What is required: Reproduce all of the records below word for word, omitting the pictures.

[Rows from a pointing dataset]
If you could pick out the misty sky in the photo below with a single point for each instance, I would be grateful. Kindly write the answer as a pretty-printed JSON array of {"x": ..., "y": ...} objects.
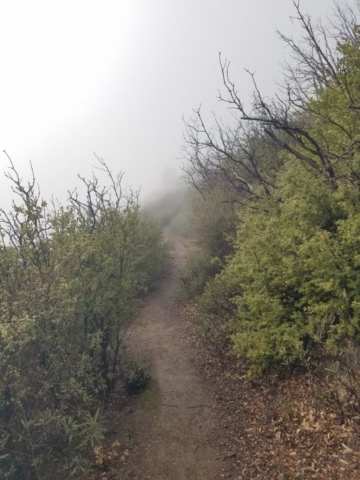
[{"x": 115, "y": 77}]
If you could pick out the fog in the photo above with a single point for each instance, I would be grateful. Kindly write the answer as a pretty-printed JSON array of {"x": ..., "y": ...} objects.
[{"x": 116, "y": 78}]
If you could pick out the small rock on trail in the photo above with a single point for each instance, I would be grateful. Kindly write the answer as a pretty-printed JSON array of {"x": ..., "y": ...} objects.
[{"x": 168, "y": 428}]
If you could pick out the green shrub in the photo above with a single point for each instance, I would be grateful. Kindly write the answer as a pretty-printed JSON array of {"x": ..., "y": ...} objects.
[{"x": 70, "y": 282}]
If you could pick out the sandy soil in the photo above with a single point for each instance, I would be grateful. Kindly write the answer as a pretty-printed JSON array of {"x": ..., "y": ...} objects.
[{"x": 168, "y": 429}]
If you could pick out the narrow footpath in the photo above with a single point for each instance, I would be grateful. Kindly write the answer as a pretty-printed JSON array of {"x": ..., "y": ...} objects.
[{"x": 168, "y": 428}]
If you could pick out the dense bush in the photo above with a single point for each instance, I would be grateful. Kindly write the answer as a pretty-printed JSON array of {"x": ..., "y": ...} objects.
[
  {"x": 70, "y": 281},
  {"x": 292, "y": 285}
]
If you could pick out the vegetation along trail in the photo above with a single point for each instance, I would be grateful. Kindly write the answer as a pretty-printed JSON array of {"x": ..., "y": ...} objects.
[{"x": 168, "y": 428}]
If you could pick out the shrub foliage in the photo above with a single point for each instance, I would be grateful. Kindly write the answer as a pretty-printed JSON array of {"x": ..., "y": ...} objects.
[{"x": 70, "y": 281}]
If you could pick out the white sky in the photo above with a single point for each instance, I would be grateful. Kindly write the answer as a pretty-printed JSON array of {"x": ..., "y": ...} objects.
[{"x": 115, "y": 77}]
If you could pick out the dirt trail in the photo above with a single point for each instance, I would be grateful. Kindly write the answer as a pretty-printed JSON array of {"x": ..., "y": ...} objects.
[{"x": 169, "y": 427}]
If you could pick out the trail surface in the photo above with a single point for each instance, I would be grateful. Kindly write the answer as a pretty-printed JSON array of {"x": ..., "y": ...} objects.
[{"x": 169, "y": 427}]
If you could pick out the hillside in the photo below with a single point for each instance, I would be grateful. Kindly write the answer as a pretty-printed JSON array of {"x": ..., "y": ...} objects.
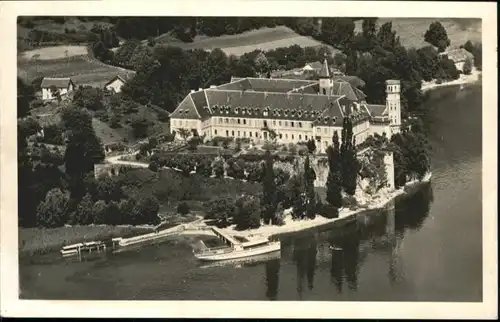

Task solution:
If you could pick out the misty sky in the photo below with a single point for each instance, I would be grateful. Kindly write the answer as a pretty-printed JSON array of {"x": ..., "y": ...} objects.
[{"x": 115, "y": 77}]
If you could pick out the fog in the photo above with a single point for each instance, I would be grateful. Kindly write the answer as a pretty-printed JSON array of {"x": ..., "y": ...} objects.
[{"x": 116, "y": 78}]
If you could pick out the small rock on trail in the photo above with a single point for each instance, I would be grateful. Kindly write the answer as a pretty-printed JSON array of {"x": ..., "y": ...} objects.
[{"x": 168, "y": 428}]
If you could pick out the green shrub in the photo above with a single point for each instance, I would be grateful. Kindly write the answer as a pretty-printed JSON array of {"x": ..., "y": ...} objects.
[{"x": 70, "y": 282}]
If you could pick out the sandy soil in the photo above with a single point for each instance, I would be grateful. Kindly write the answer as a pretty-printed JSON array of {"x": ..., "y": ...} objects.
[{"x": 168, "y": 429}]
If you could pick out the narrow footpath in the photo above with a single point for each instance, I would be grateful. Kindly write the answer as a pretty-printed JSON array of {"x": ..., "y": ...} objects.
[{"x": 168, "y": 428}]
If you could pick out the dense bush in the photo above with a single point for each instance, I would be grateful. Kindly write the answer as a pretty-printed JSON array of {"x": ..., "y": ...} objects.
[
  {"x": 70, "y": 281},
  {"x": 292, "y": 285}
]
If you could pick out the vegetation along trail in the photo above with a single point for each instance, I would be grateful. Kindly write the answer as a pretty-printed JSON array of {"x": ..., "y": ...} objects.
[{"x": 168, "y": 428}]
If you could pick out the shrub foliage in the photo above with a single point for each instance, I would be grateful. Kindly write the answer as a pretty-printed JSON array of {"x": ..., "y": ...} objects.
[{"x": 70, "y": 281}]
If you could pick out the white sky in the photo above with a single point for each instance, I would be grateful. Kindly write the answer as a pretty-printed JSON array of {"x": ..., "y": ...} objects.
[{"x": 115, "y": 77}]
If you could pick out the dirt trail in the photo above with a single point for each instance, I would be grateful. Kindly write the answer as a pretty-printed JSON array of {"x": ..., "y": ...} objects.
[{"x": 169, "y": 427}]
If you could pick out the trail surface in the photo above with a single point for each instance, I would be grateful. Kindly write the answer as a pretty-printed JSON array of {"x": ..., "y": ...} objects.
[{"x": 169, "y": 427}]
If you could pick out the hillside in the photo below with a single point for each instance, I would be grateful. Kindly write the answer as a pretty-printed JSON array of {"x": ..., "y": ...} objects.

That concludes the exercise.